═════ Data for the task

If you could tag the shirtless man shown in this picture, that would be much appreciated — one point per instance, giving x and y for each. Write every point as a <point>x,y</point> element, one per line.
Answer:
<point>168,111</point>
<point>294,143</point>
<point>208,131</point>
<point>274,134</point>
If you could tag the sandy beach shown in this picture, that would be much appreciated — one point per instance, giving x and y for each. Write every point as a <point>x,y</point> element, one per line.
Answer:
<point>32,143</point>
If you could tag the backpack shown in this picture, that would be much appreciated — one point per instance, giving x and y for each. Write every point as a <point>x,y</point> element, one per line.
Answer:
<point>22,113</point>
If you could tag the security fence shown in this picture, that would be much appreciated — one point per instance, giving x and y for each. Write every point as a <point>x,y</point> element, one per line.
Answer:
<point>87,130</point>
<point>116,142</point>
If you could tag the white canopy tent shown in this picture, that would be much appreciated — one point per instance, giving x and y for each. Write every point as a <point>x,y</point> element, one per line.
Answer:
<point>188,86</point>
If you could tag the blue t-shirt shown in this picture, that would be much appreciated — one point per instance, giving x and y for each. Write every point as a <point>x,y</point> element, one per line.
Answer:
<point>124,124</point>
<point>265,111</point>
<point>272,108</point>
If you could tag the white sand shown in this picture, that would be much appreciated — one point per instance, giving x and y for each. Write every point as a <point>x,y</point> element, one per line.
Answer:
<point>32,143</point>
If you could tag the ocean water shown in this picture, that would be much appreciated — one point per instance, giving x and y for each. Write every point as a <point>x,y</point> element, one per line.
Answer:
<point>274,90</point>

══════════

Written task — Quote the material above, unchanged, from the line that contains "If you could tag the white canopy" through the line that contains "<point>188,86</point>", both included.

Written response —
If you could tag the white canopy tent shown in this picture, that would be much appreciated — one point per instance, giving x and y for each. Write every point as a <point>x,y</point> element, one per line.
Answer:
<point>188,86</point>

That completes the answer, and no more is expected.